• **Written instruction**:
Write out every entry exactly as it stands.

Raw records
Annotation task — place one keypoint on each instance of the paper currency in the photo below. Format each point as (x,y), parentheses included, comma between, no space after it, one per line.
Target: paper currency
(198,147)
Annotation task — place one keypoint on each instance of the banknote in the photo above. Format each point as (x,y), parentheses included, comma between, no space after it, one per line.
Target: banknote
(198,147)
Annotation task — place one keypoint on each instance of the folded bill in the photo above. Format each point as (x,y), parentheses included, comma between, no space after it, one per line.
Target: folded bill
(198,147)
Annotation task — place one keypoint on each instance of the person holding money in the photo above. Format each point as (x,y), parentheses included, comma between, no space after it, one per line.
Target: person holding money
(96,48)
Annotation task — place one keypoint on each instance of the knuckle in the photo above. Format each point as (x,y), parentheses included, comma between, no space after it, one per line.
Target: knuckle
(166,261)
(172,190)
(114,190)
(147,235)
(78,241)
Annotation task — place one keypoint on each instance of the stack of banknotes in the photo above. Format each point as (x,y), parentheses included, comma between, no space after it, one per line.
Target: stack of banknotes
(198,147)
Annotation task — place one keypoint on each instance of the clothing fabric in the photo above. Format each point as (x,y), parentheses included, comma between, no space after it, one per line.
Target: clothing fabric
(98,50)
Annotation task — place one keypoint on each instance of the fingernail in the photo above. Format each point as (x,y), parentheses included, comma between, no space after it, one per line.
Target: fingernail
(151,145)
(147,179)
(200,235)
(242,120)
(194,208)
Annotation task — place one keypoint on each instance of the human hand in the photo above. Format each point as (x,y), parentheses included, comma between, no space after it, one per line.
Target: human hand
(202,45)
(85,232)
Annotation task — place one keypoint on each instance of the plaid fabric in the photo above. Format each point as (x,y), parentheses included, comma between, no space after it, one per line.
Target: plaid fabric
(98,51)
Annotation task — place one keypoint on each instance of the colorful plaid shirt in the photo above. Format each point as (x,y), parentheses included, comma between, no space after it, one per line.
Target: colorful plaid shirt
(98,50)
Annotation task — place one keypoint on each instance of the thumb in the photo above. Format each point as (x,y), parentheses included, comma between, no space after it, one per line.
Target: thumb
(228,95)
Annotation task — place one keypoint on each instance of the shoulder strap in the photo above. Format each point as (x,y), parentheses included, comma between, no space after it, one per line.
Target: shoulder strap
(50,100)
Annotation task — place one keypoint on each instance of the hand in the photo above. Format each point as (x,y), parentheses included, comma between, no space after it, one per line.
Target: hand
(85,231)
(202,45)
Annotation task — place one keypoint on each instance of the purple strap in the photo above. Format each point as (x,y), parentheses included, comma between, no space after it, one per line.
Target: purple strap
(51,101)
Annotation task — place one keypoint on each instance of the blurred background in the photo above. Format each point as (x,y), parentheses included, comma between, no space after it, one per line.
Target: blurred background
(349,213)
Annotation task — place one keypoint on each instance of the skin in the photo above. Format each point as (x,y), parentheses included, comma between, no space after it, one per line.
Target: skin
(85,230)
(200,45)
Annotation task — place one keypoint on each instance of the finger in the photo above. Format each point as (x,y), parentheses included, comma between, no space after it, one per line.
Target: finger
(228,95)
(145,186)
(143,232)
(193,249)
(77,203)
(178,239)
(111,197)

• **Completed exercise**:
Annotation task — place one keypoint on each instance of the paper currency in the photo below. Format each point as (x,y), parentheses included, comma between, no space after it, one per line.
Target: paper currency
(198,147)
Annotation task — place one keypoint on each instance of the banknote in the photo above. Format each point as (x,y), parentheses included, comma between, no space after it, one per line.
Target: banknote
(198,147)
Annotation task — place one keypoint on each instance of the folded bill in the photo above. Format each point as (x,y), parentheses included, comma between, no space after it, one per line.
Target: folded bill
(198,147)
Annotation task — place one keypoint on each instance of the person holding money in the photo above. Format each point as (x,y), parentheses included, comma between, no space after it, one per line.
Target: person holding money
(96,48)
Annotation task — place one keypoint on each instance of the knuckle in the photo above. Format each point as (x,y), parentheses included, comma between, no space after it, one per line.
Target: knuckle
(166,261)
(172,190)
(114,190)
(147,235)
(78,241)
Annotation task — place one keypoint on each instance of the stack of banknotes in the photo above. Format each point as (x,y), parentheses included, comma between, no space after it, one per line.
Target: stack of banknotes
(198,147)
Annotation task — place one keypoint on each instance of the clothing fabric in the photo above. Format each point as (x,y), parentheses included, comma between, no space after it, one per line.
Target: clothing fabric
(98,50)
Annotation task — place one keypoint on each instance of the fingernail in the photo above. Format each point as (x,y), parentheses included, comma between, no space after it, one per line.
Target: fingernail
(151,145)
(147,179)
(200,235)
(242,120)
(194,208)
Annotation task — place one keypoint on each instance of the human hand in the photo above. Format each point as (x,y), parentheses included, comma between, no space after it, one per line.
Target: human hand
(202,45)
(85,232)
Annotation task — place one keypoint on each instance of the plaid fabric in the photo above. Format each point as (x,y), parentheses included, comma between, no space after it, one per line.
Target: plaid fabric
(98,51)
Annotation task — place one keypoint on each instance of the colorful plaid shirt in the photo above. Format each point as (x,y), parentheses included, comma between, no space after it, one per line.
Target: colorful plaid shirt
(98,50)
Annotation task — place one keypoint on each instance of the thumb in the photo above. Format each point as (x,y), parentheses included, comma between, no space after it, one per line.
Target: thumb
(228,95)
Annotation task — place one keypoint on each instance of the shoulder strap in the photo above. Format each point as (x,y), parentheses included, comma between, no space after it, one per line.
Target: shoulder strap
(50,100)
Annotation task — place one keypoint on each instance of the hand in the photo above. Format each point as (x,y), parentheses included, comma between, no space after it, one per line.
Target: hand
(85,231)
(202,45)
Annotation task — place one keypoint on each instance of the purple strap in the photo above. Format each point as (x,y), parentheses included, comma between, no space after it, one per line.
Target: purple strap
(51,101)
Annotation task — place one keypoint on each instance of the blurred background in the photo above. Format each point as (x,y), parentheses included, comma between, no space after it, one per line.
Target: blurred background
(349,213)
Annotation task — place one keypoint on each instance of the skin in the photo above. Format each point as (x,y), parentheses included, comma between, no space after it, one per line.
Target: skin
(85,230)
(200,45)
Annotation task — place one keypoint on each instance of the finger in the photo above. Format each point as (x,y), parentheses included, comma between, no space after it, one per line.
Target: finger
(228,95)
(145,186)
(143,232)
(193,249)
(77,203)
(178,239)
(111,197)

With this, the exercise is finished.